═══ DATA SUPPLIED ═══

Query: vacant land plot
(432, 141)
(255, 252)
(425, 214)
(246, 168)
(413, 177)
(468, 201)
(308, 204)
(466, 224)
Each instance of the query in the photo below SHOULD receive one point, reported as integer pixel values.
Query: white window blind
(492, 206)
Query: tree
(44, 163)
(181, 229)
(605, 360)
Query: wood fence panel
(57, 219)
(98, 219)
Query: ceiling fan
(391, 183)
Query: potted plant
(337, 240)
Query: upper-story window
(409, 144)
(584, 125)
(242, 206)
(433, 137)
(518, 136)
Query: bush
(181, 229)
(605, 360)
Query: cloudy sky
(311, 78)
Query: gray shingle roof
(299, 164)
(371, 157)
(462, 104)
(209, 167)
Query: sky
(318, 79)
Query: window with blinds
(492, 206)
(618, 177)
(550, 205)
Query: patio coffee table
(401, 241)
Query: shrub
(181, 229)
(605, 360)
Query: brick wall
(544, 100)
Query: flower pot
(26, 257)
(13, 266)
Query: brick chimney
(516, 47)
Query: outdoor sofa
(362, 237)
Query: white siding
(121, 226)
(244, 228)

═══

# ACTIVITY
Please copy the line that holds "Query: flower pot" and each line under it through the last line above, exactly as they stand, adding nothing.

# FINISHED EXERCISE
Query: flower pot
(26, 257)
(13, 266)
Query: brick chimney
(516, 47)
Query: outdoor sofa
(362, 237)
Query: white siding
(121, 226)
(244, 228)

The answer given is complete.